◆ Dataset entries:
◇ ◇ ◇

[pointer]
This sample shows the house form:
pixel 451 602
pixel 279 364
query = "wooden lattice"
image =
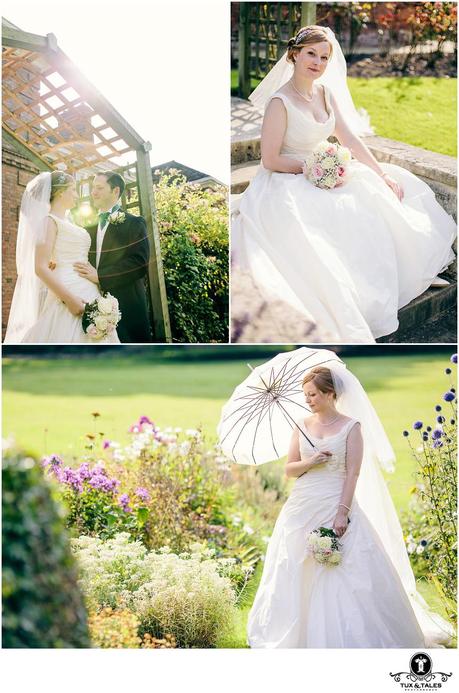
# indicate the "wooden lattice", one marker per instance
pixel 47 114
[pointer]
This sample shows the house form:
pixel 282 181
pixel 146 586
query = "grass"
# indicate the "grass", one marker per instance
pixel 420 111
pixel 58 396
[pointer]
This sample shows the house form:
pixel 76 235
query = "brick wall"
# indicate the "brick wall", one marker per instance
pixel 16 173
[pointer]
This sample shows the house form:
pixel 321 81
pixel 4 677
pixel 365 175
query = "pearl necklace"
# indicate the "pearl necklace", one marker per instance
pixel 302 95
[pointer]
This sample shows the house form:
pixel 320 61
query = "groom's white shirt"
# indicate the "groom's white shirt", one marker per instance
pixel 101 235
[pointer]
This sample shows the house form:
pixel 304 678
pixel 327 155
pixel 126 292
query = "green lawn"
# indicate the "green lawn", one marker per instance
pixel 417 110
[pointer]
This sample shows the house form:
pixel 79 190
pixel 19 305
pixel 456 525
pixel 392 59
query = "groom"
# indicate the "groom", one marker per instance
pixel 118 257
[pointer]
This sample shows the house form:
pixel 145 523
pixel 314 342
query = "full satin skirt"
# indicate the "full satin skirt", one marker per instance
pixel 348 258
pixel 302 604
pixel 56 324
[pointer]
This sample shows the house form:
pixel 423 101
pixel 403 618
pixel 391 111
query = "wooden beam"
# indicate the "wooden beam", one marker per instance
pixel 15 38
pixel 102 107
pixel 161 322
pixel 23 149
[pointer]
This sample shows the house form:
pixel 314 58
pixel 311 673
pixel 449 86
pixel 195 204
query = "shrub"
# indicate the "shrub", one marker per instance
pixel 118 628
pixel 432 524
pixel 42 604
pixel 193 224
pixel 188 596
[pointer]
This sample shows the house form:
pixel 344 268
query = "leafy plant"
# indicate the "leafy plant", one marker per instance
pixel 432 524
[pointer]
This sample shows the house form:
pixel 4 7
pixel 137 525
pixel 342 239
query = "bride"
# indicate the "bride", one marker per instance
pixel 370 599
pixel 49 296
pixel 347 259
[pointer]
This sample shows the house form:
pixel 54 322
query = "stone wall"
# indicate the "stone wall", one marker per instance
pixel 16 173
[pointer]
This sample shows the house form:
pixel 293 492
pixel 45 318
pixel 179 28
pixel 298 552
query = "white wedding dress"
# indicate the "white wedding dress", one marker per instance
pixel 301 604
pixel 56 324
pixel 346 259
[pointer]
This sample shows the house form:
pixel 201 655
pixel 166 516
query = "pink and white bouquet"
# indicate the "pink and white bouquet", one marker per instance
pixel 323 546
pixel 326 167
pixel 101 317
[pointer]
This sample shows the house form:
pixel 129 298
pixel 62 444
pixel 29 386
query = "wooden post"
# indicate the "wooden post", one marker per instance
pixel 244 51
pixel 308 13
pixel 161 323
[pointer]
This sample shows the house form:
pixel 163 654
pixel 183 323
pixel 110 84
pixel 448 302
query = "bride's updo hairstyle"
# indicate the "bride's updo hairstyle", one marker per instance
pixel 305 36
pixel 60 181
pixel 322 379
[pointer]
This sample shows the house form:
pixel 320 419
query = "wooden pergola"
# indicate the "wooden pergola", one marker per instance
pixel 58 120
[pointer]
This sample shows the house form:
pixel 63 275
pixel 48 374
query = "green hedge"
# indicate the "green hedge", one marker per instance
pixel 42 604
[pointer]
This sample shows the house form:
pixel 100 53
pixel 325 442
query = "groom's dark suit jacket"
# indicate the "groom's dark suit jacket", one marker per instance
pixel 122 268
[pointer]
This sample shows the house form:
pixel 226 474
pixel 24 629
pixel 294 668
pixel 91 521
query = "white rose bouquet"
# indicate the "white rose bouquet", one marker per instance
pixel 101 317
pixel 324 546
pixel 326 167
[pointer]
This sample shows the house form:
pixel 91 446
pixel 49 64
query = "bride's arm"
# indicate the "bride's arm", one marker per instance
pixel 272 135
pixel 296 464
pixel 359 150
pixel 354 454
pixel 43 252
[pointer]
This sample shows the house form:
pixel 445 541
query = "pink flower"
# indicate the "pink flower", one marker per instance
pixel 317 171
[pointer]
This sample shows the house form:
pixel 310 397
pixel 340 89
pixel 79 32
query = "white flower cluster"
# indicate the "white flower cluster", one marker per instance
pixel 186 595
pixel 326 167
pixel 104 315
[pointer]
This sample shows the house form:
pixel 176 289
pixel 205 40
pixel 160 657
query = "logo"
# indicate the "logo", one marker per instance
pixel 420 675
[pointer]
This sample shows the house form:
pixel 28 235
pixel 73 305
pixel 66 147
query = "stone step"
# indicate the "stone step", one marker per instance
pixel 242 174
pixel 431 317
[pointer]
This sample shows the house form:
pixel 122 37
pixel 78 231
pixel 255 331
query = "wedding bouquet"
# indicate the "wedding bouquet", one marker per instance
pixel 326 167
pixel 101 317
pixel 324 546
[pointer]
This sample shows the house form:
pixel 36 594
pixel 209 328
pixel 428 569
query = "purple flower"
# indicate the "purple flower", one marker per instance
pixel 143 494
pixel 124 502
pixel 52 460
pixel 84 472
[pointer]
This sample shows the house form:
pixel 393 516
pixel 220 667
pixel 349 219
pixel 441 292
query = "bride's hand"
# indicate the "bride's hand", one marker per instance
pixel 318 458
pixel 75 305
pixel 394 186
pixel 340 523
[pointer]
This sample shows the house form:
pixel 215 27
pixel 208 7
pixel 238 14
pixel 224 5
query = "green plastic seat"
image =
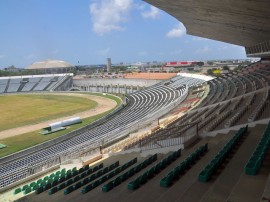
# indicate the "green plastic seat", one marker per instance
pixel 18 190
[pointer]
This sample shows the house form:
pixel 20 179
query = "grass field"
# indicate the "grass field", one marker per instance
pixel 20 110
pixel 20 142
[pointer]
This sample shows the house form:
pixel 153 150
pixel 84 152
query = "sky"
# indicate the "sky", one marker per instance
pixel 86 32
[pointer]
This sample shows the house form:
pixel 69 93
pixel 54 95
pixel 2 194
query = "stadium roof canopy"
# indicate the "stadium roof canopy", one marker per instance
pixel 241 22
pixel 49 64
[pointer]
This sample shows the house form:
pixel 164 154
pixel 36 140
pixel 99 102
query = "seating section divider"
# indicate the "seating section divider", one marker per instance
pixel 216 162
pixel 186 164
pixel 113 183
pixel 254 163
pixel 108 176
pixel 154 170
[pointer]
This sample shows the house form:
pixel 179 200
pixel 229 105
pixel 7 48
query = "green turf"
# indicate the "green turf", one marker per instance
pixel 20 142
pixel 20 110
pixel 2 146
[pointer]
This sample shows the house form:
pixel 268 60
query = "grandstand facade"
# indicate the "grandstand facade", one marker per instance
pixel 199 163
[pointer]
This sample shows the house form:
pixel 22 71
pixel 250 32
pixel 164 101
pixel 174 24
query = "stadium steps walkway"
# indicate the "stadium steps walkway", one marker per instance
pixel 232 172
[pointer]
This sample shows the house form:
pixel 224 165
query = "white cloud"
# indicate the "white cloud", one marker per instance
pixel 103 52
pixel 143 53
pixel 30 56
pixel 107 15
pixel 197 38
pixel 2 56
pixel 203 50
pixel 153 13
pixel 176 52
pixel 178 31
pixel 54 51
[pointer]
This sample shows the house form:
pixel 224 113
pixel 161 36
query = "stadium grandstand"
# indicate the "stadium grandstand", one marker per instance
pixel 51 66
pixel 187 138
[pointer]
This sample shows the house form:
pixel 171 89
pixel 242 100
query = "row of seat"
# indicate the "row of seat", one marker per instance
pixel 68 178
pixel 40 182
pixel 150 173
pixel 86 180
pixel 186 164
pixel 113 183
pixel 108 176
pixel 254 164
pixel 215 163
pixel 154 170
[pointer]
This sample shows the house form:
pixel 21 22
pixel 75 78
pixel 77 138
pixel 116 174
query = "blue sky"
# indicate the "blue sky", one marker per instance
pixel 89 31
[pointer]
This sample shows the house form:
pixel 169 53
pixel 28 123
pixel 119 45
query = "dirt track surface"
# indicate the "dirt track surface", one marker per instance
pixel 104 104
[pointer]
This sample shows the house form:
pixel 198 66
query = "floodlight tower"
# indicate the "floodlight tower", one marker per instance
pixel 109 64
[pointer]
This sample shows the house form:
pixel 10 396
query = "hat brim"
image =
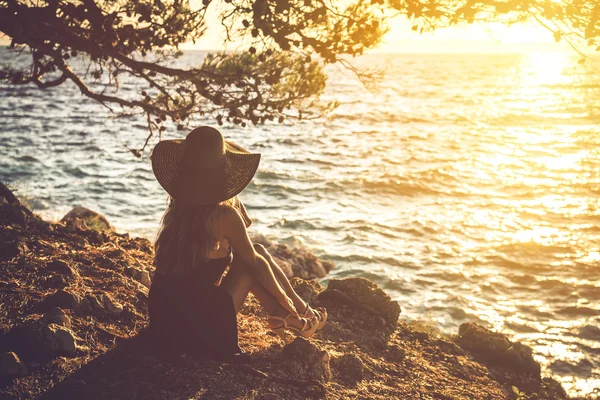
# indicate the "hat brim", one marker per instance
pixel 237 171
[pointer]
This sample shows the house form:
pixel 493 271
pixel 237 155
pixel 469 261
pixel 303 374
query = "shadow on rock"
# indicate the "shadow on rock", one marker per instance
pixel 133 370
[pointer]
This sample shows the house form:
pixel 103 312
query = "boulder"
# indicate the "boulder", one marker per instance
pixel 11 365
pixel 368 293
pixel 348 368
pixel 12 212
pixel 62 268
pixel 497 349
pixel 10 249
pixel 39 340
pixel 62 299
pixel 307 289
pixel 103 304
pixel 91 219
pixel 395 353
pixel 58 317
pixel 142 276
pixel 307 360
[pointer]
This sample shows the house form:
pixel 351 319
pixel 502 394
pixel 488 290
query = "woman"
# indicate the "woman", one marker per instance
pixel 192 306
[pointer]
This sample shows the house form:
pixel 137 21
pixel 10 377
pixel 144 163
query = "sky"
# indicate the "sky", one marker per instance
pixel 482 38
pixel 476 38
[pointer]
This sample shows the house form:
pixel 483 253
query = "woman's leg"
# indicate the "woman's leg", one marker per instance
pixel 239 282
pixel 299 303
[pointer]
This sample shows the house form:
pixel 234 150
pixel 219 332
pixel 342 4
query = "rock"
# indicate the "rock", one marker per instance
pixel 39 340
pixel 450 347
pixel 63 270
pixel 111 306
pixel 307 289
pixel 75 225
pixel 270 396
pixel 104 304
pixel 141 276
pixel 497 349
pixel 396 353
pixel 349 368
pixel 61 267
pixel 308 360
pixel 10 249
pixel 368 293
pixel 11 365
pixel 61 298
pixel 57 281
pixel 60 340
pixel 58 317
pixel 91 219
pixel 95 237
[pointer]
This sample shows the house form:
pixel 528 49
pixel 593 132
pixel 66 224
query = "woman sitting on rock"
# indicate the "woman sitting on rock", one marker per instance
pixel 192 306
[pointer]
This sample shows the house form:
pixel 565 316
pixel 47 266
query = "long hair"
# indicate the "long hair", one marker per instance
pixel 185 236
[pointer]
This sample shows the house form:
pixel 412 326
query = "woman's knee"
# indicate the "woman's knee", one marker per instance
pixel 260 249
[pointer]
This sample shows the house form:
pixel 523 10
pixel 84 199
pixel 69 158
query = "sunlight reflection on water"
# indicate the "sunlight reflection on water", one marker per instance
pixel 468 187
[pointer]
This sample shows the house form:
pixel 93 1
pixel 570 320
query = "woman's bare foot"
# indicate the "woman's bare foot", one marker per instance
pixel 319 315
pixel 291 320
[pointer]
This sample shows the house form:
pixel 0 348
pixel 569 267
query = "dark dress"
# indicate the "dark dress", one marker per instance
pixel 189 314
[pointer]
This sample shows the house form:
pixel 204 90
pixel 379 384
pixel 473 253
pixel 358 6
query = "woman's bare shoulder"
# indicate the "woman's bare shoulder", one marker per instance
pixel 228 219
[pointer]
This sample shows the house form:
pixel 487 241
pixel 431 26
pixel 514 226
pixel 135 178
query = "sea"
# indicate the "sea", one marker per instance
pixel 466 185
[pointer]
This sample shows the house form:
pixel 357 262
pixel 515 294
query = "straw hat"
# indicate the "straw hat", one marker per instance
pixel 203 168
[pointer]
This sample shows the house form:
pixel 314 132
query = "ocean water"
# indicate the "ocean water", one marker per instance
pixel 467 186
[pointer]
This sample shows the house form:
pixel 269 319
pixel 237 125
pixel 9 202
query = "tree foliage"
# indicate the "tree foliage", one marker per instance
pixel 96 44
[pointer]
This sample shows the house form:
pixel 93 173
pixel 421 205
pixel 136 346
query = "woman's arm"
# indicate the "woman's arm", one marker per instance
pixel 233 228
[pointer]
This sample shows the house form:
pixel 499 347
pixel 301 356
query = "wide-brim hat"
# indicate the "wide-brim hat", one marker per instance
pixel 203 168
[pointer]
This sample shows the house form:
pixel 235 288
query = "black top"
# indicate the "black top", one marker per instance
pixel 189 314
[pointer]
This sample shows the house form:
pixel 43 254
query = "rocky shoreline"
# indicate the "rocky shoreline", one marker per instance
pixel 73 318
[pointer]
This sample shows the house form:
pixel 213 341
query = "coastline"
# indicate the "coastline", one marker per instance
pixel 74 313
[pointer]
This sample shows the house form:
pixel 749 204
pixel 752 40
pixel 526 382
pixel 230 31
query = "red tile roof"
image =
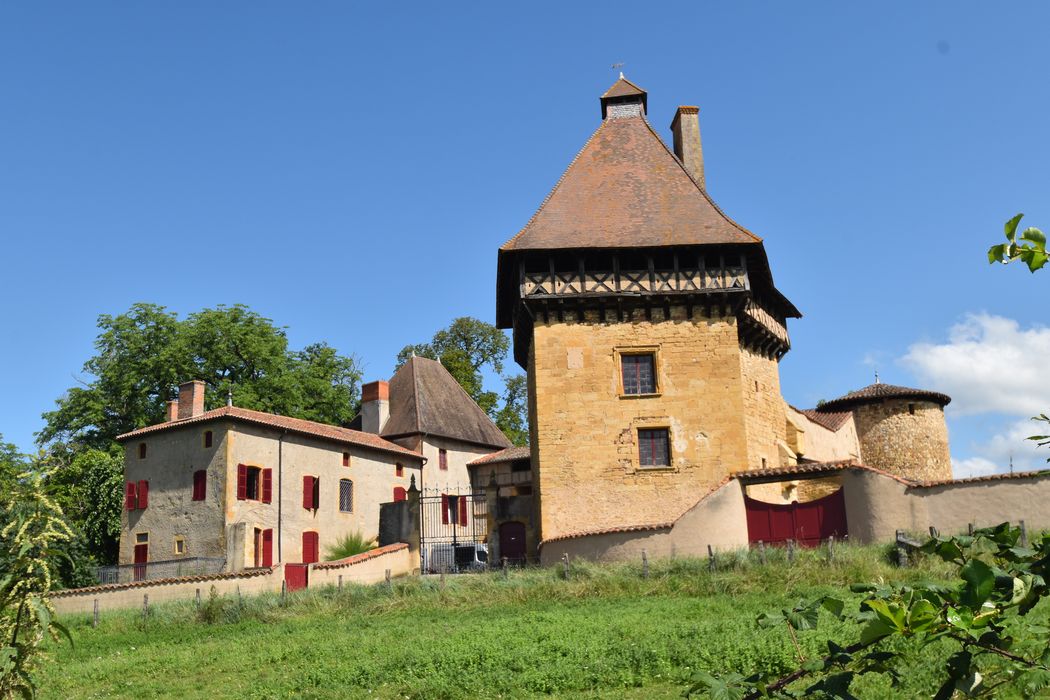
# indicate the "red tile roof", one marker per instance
pixel 877 391
pixel 508 454
pixel 363 556
pixel 333 432
pixel 831 420
pixel 105 588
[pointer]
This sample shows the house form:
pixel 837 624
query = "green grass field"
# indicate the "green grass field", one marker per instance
pixel 605 633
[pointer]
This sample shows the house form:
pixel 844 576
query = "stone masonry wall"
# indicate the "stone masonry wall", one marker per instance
pixel 585 431
pixel 893 439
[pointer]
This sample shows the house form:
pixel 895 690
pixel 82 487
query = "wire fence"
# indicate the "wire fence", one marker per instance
pixel 193 566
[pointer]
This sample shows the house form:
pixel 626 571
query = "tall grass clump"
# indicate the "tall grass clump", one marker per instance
pixel 352 543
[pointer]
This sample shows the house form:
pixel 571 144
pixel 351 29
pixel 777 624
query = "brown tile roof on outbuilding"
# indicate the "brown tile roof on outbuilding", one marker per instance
pixel 427 400
pixel 508 454
pixel 333 432
pixel 878 391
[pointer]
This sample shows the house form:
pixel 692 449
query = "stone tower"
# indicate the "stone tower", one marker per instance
pixel 650 329
pixel 901 430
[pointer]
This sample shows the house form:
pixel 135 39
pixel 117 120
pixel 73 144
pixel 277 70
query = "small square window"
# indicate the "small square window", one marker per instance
pixel 653 448
pixel 638 373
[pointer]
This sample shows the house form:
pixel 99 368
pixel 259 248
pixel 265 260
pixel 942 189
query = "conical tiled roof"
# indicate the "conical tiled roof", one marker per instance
pixel 626 189
pixel 424 399
pixel 877 391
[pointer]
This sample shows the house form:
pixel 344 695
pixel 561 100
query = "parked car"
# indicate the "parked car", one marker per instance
pixel 455 558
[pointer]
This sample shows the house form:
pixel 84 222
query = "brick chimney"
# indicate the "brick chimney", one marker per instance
pixel 375 406
pixel 190 399
pixel 686 128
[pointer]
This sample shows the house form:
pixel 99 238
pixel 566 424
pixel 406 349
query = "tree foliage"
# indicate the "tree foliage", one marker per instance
pixel 983 618
pixel 466 347
pixel 1031 250
pixel 29 546
pixel 143 354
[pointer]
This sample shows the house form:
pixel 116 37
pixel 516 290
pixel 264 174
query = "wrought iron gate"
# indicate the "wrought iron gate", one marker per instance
pixel 453 531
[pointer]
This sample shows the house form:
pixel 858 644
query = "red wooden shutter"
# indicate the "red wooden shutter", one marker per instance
pixel 268 548
pixel 200 485
pixel 309 547
pixel 242 482
pixel 267 485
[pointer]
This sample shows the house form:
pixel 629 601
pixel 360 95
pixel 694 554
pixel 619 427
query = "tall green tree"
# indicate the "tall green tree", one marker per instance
pixel 466 347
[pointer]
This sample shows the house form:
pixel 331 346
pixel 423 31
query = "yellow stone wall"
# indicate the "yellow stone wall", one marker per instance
pixel 906 444
pixel 584 430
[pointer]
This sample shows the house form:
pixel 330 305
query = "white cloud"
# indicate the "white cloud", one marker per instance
pixel 988 364
pixel 995 454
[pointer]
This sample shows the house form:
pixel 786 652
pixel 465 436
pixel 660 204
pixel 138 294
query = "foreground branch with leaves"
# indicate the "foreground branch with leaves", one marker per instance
pixel 34 528
pixel 984 618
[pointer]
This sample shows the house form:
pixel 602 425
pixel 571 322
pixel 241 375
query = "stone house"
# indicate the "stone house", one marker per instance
pixel 252 488
pixel 651 332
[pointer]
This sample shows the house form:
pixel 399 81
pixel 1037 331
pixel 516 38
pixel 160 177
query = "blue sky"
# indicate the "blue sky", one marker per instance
pixel 350 170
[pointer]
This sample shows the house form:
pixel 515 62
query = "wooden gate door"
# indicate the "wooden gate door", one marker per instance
pixel 512 541
pixel 295 576
pixel 807 524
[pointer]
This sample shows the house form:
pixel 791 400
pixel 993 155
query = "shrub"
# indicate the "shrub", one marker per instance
pixel 352 543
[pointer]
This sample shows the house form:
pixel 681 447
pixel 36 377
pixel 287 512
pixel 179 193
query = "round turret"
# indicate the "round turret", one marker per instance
pixel 901 430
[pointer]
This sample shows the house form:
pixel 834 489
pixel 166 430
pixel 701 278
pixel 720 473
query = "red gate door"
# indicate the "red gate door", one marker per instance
pixel 807 524
pixel 512 541
pixel 141 557
pixel 295 576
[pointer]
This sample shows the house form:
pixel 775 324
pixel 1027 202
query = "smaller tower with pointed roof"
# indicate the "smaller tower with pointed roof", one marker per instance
pixel 901 429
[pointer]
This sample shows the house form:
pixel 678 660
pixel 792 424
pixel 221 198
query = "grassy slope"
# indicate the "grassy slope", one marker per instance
pixel 606 633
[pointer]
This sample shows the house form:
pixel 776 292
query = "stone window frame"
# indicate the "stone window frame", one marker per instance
pixel 654 424
pixel 620 352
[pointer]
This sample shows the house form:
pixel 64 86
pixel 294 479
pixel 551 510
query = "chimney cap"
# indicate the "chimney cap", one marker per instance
pixel 624 91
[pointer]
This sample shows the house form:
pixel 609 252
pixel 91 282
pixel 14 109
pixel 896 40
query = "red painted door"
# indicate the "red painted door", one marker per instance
pixel 807 524
pixel 295 576
pixel 512 541
pixel 309 547
pixel 141 557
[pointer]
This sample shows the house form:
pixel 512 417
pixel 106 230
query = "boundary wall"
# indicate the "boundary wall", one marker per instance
pixel 878 505
pixel 366 568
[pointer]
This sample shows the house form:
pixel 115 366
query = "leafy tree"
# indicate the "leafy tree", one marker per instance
pixel 34 527
pixel 465 348
pixel 142 355
pixel 984 620
pixel 1031 250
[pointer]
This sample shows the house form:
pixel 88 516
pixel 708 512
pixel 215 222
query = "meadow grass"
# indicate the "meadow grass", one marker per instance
pixel 607 632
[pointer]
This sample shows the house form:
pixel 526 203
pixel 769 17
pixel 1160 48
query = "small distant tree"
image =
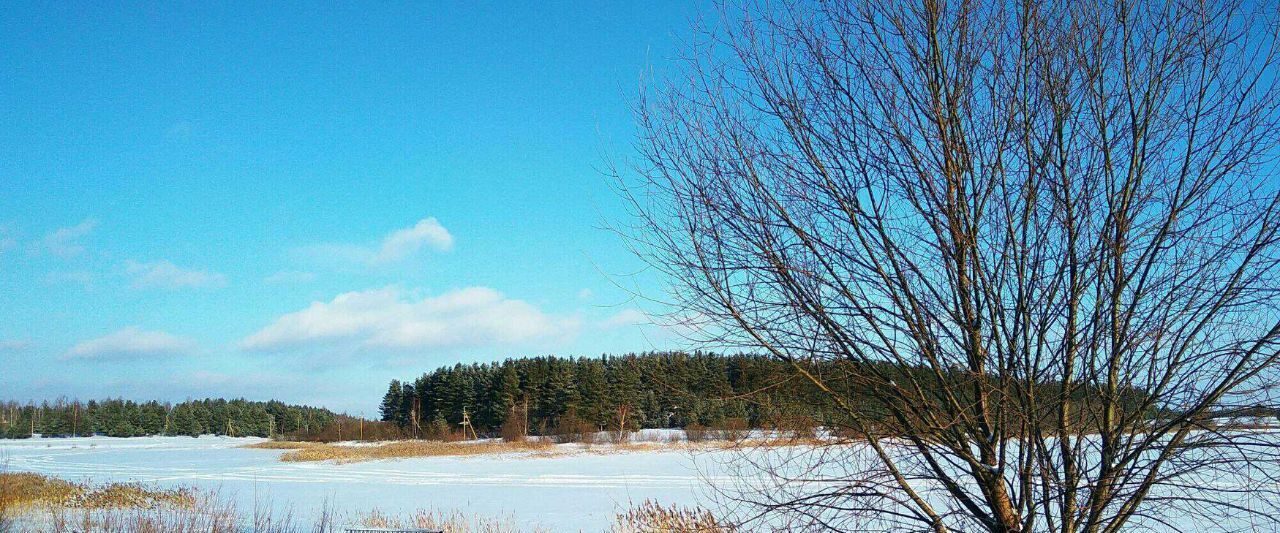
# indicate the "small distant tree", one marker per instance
pixel 1052 219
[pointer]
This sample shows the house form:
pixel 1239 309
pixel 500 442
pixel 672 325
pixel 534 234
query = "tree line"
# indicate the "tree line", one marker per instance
pixel 127 418
pixel 551 395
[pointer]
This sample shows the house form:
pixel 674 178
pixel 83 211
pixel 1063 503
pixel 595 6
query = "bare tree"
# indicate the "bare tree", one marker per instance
pixel 1038 238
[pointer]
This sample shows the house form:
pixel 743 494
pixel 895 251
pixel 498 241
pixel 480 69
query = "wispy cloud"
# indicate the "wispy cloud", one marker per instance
pixel 625 318
pixel 8 238
pixel 65 242
pixel 16 345
pixel 164 274
pixel 289 277
pixel 387 318
pixel 83 278
pixel 394 247
pixel 131 342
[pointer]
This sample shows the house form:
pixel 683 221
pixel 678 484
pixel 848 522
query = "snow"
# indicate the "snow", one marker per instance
pixel 571 492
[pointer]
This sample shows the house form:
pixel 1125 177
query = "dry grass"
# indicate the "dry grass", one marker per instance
pixel 452 522
pixel 279 445
pixel 22 491
pixel 40 504
pixel 652 516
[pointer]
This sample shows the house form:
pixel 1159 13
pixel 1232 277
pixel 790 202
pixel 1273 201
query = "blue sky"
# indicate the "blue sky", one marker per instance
pixel 307 201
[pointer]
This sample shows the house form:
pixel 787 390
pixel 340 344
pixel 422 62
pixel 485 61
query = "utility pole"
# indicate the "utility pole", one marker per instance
pixel 466 424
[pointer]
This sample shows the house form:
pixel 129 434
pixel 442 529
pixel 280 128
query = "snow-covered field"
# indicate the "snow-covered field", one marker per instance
pixel 571 492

◇ ◇ ◇

◆ GIVEN EXERCISE: Count the lines in the records that contain the string "grassy" and give only that number.

◆ ANSWER TO THE EXERCISE: 2